*Goal of the exercise*: Repeat word for word the part of the Euro 2020 article below that opens with the words containing "Manager Kasper Hjulmand" and closes with "with their efforts.".

As mentioned above, Italy were the best team in the tournament but there are also Denmark and it's criminal to ignore what they achieved as a group in Euro 2020. It’s important to mention the Christian Eriksen incident and how the Danish players reacted to the awful scenes on the pitch. From watching their teammate collapse due to a cardiac arrest to coming back on the field on the same day to suffering two defeats in the group stage to eventually qualifying for the semi-final, it was a helluva ride for Denmark.

And maybe the Danes would’ve gone to the final if not for the soft penalty decision against England in the extra time of the semi-final.

Manager Kasper Hjulmand eloquently summed up the journey of Denmark after their semi-final defeat: "I can't describe how much I admire the technical staff behind these players, they have been through so much. We have two people from the staff who saved the life of one of our best players.

"Unfortunately, we did not get to the final but we will attack again and our future is full of hope and belief.

"These guys are outstanding and the whole nation can be proud, they are an amazing squad and they have done an amazing job. They have made Denmark proud."

Yes, they played good football and yes, they made millions around the world proud with their efforts.

A tournament of outstanding football

Hjulmand spoke about Denmark playing good football and so did other teams. It was refreshing to see head coaches of national teams not being conservative with their styles. The quality was consistently high throughout the month-long event.

Switzerland showed courage against France and ended up beating the world champions in the Round of 16. Croatia went toe-to-toe against Spain. Czech Republic reaped rewards for being organised and clinical. Sweden, inspired by Emil Forsberg, played with freedom. The likes of Ukraine, Scotland, and Wales, who were eliminated at various stages of the tournament, also impressed with their performances.

Football in the time of COVID-19

More than 60,000 people saw the semi-finals and the final at Wembley. Other venues also allowed at least 25 percent of the capacity to witness the games. There’s no doubt that spectators inside the stadiums elevate the game and it was refreshing to see crowds packed in numbers for football games. But it’s also uncomfortable to learn that the pandemic is far from over and thousands of people gathering at one place without necessary precautions can still be dangerous.

In the UK, the Delta variant has been a big factor in the surge in cases. The rate of vaccination has been high and negative COVID-19 reports were made mandatory but experts have constantly reminded about the dangers of mass gatherings. Fans are bound to get excited with the prospects of football coming home or football going to Rome, but UEFA and authorities should’ve been cautious in their approach to conduct a football festival in the midst of a pandemic.

*Source information*:
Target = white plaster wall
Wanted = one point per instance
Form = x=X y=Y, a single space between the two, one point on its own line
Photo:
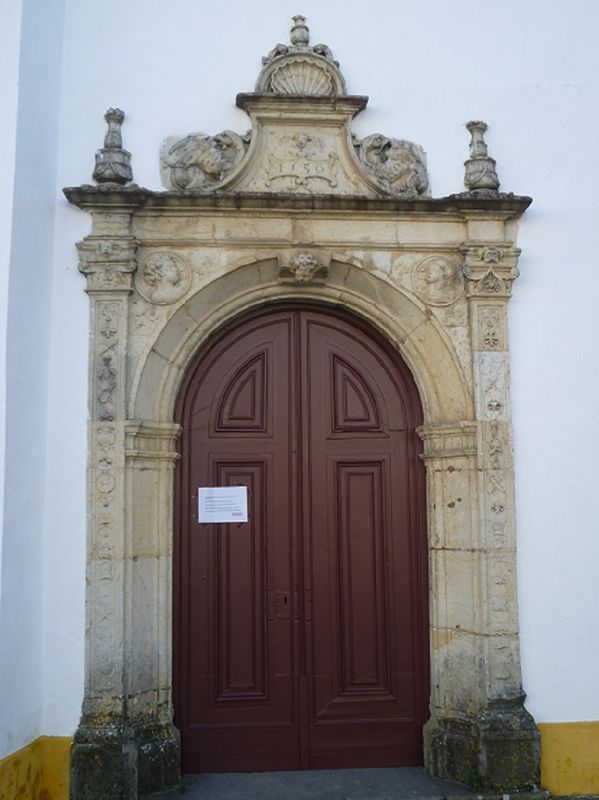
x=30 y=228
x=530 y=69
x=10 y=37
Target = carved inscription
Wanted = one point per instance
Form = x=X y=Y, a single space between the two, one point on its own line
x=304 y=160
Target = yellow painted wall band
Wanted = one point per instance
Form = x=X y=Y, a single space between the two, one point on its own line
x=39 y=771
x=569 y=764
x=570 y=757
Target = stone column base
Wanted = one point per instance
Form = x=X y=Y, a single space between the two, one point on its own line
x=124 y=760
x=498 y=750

*Task response*:
Manager Kasper Hjulmand eloquently summed up the journey of Denmark after their semi-final defeat: "I can't describe how much I admire the technical staff behind these players, they have been through so much. We have two people from the staff who saved the life of one of our best players.

"Unfortunately, we did not get to the final but we will attack again and our future is full of hope and belief.

"These guys are outstanding and the whole nation can be proud, they are an amazing squad and they have done an amazing job. They have made Denmark proud."

Yes, they played good football and yes, they made millions around the world proud with their efforts.